Taking the line that contains "When the pointer" as the first and the final line of the records as the last, write out every line between them exactly, ends included, and nothing else.

▼

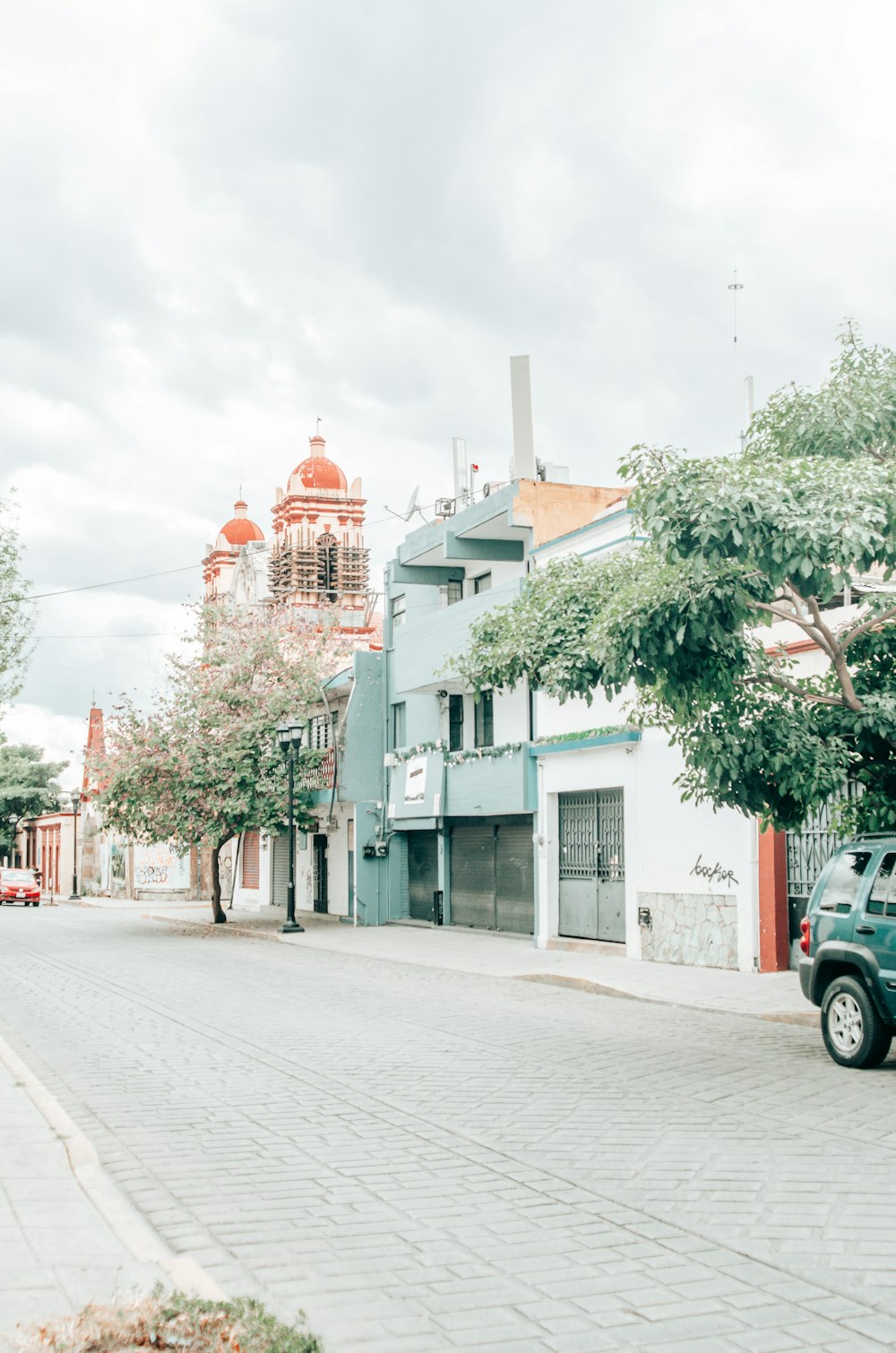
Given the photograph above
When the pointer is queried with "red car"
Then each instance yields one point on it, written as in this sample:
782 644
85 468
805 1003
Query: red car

▲

**Answer for this exercise**:
When the pointer is queried with "red car"
Then each instance yields one point on it, written as in this sample:
782 644
85 468
805 1003
Query: red car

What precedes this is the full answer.